AUFGABEN —
1/ Bearbeite im Bericht über die AfD-Veranstaltung den Abschnitt von „September in Bestensee“ bis „wollen oder nicht.“ und gib ihn wieder, wobei „Saal“ durch „Raum“ ersetzt werden soll.
2/ Welchen Listenplatz hatte Steffen Kotré laut dem Bericht über die AfD-Veranstaltung bei der Brandenburg-Wahl?
3/ Übersetze den Satz „Die Luft ist stickig, der kleine Saal eher spärlich gefüllt.“ aus dem Bericht über die AfD-Veranstaltung ins Englische.

Bild: Rutscht immer weiter ins Ressentiment: Alexander Gauland
Am Ende dieses lehrreichen Abends wird Konrad Adam durch die Brandenburger
Nacht zum Bahnhof Bestensee stapfen. Alleine, im feinen Zwirn, eine Flasche
Wein im Arm. Adam, heute 72 und einer der drei AfD-Bundessprecher, war mal
eine große Nummer der deutschen Publizistik: Feuilletonredakteur der FAZ,
Chefkorrespondent der Welt, schon damals durchaus aufgeschlossen für
bizarre Ideen, etwa die Aberkennung des Wahlrechts für Arbeitslose.
Aber das hier hat doch eine andere Qualität. „Und wer fragt uns?
Asylbewerberheime und Bürgerbeteiligung“ heißt die Veranstaltung am 5.
September in Bestensee südlich von Berlin. Die Luft ist stickig, der kleine
Saal eher spärlich gefüllt. Auftritt Steffen Kotré, AfD-Listenplatz 14 bei
der Brandenburg-Wahl, grauer Anzug, helle Krawatte.
Kotré wirft einen Vortrag über das deutsche Asylrecht an die Wand. Nur ein
Prozent der Bewerber würde anerkannt. Dann zeigt er Beispiele aus aller
Welt, wo die Integration von Einwanderern missglückt sei. Rotherham in
England, wo 1.400 Kinder von meist pakistanischen Einwanderern missbraucht
wurden. Schweden, wo die Zahl der Vergewaltigungen parallel mit der
Zuwanderung von Muslimen gestiegen sei. „Das lass ich mal so im Raum
stehen“, sagt Kotré. Und plädiert für Volksabstimmungen in jeder Gemeinde,
ob die Bürger ein Flüchtlingsheim am Ort wollen oder nicht.

MATERIAL —
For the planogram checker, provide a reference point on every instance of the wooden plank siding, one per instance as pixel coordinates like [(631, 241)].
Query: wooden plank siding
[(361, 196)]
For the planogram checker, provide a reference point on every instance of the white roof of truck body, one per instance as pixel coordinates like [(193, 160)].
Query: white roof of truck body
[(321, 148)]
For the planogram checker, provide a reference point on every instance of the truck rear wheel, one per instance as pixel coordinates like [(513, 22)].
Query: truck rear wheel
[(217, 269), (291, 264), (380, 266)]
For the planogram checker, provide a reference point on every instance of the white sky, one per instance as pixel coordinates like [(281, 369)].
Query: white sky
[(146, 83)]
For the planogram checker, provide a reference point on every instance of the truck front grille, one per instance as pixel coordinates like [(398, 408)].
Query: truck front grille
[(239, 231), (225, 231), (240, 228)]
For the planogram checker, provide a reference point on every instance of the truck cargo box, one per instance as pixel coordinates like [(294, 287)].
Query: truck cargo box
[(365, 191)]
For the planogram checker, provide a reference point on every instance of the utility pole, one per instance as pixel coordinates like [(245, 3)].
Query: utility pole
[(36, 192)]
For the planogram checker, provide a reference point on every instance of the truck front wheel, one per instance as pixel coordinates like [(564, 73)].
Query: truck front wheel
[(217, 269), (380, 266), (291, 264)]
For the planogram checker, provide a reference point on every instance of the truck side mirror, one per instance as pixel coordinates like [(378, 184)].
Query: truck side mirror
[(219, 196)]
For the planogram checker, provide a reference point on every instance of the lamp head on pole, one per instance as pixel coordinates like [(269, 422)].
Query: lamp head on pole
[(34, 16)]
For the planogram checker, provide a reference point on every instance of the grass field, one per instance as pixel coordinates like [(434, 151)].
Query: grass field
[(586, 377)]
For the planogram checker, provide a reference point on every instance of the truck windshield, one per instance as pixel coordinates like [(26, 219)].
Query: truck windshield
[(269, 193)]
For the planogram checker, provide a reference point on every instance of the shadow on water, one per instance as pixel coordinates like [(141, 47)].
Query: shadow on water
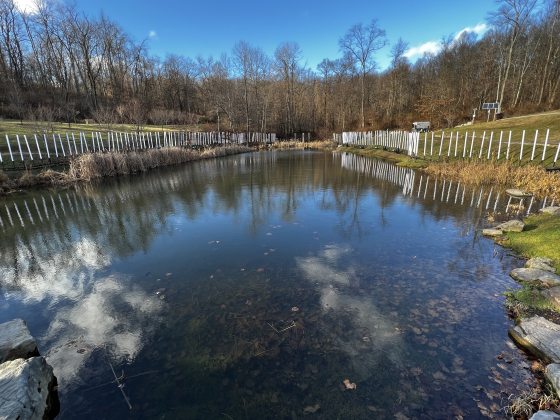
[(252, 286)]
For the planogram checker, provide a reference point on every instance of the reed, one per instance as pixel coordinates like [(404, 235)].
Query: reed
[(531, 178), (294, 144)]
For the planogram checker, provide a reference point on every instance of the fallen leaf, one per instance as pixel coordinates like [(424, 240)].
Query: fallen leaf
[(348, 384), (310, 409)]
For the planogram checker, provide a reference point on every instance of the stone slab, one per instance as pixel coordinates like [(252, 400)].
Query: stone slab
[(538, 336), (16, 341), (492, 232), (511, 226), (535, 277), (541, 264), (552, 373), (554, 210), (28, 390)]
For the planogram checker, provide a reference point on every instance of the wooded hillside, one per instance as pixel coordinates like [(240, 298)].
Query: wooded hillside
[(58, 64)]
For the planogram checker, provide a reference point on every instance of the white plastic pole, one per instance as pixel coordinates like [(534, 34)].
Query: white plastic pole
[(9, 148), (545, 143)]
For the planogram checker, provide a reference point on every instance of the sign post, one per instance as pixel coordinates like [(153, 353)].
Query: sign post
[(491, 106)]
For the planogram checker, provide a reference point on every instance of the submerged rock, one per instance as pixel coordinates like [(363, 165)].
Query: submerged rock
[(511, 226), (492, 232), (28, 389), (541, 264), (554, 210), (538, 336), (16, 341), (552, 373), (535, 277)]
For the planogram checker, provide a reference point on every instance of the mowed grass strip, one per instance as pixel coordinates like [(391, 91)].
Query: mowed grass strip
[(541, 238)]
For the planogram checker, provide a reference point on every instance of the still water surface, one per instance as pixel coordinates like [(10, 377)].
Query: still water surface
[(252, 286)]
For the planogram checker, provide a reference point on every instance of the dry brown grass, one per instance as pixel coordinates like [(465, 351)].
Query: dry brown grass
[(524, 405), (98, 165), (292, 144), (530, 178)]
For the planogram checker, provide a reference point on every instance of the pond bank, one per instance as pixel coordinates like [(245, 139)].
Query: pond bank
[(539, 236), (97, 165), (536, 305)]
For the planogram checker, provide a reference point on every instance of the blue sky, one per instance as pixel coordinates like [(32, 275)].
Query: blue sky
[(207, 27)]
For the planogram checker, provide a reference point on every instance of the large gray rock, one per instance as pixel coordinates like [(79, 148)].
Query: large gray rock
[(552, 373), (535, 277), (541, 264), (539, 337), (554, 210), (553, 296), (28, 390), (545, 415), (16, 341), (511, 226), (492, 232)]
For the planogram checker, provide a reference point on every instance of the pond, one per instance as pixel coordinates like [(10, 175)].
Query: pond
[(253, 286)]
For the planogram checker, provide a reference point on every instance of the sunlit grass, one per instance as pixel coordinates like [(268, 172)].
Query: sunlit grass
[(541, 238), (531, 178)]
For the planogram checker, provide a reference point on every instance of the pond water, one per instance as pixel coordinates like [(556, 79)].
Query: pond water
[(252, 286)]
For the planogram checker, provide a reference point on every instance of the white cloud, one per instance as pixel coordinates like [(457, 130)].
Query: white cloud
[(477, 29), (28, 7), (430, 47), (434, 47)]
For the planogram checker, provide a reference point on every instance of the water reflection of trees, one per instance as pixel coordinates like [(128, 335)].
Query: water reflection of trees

LÖSUNGEN —
1/
September in Bestensee südlich von Berlin. Die Luft ist stickig, der kleine
Raum eher spärlich gefüllt. Auftritt Steffen Kotré, AfD-Listenplatz 14 bei
der Brandenburg-Wahl, grauer Anzug, helle Krawatte.
Kotré wirft einen Vortrag über das deutsche Asylrecht an die Wand. Nur ein
Prozent der Bewerber würde anerkannt. Dann zeigt er Beispiele aus aller
Welt, wo die Integration von Einwanderern missglückt sei. Rotherham in
England, wo 1.400 Kinder von meist pakistanischen Einwanderern missbraucht
wurden. Schweden, wo die Zahl der Vergewaltigungen parallel mit der
Zuwanderung von Muslimen gestiegen sei. „Das lass ich mal so im Raum
stehen“, sagt Kotré. Und plädiert für Volksabstimmungen in jeder Gemeinde,
ob die Bürger ein Flüchtlingsheim am Ort wollen oder nicht.

2/ Listenplatz 14.

3/ The air is stuffy, and the small hall is rather sparsely filled.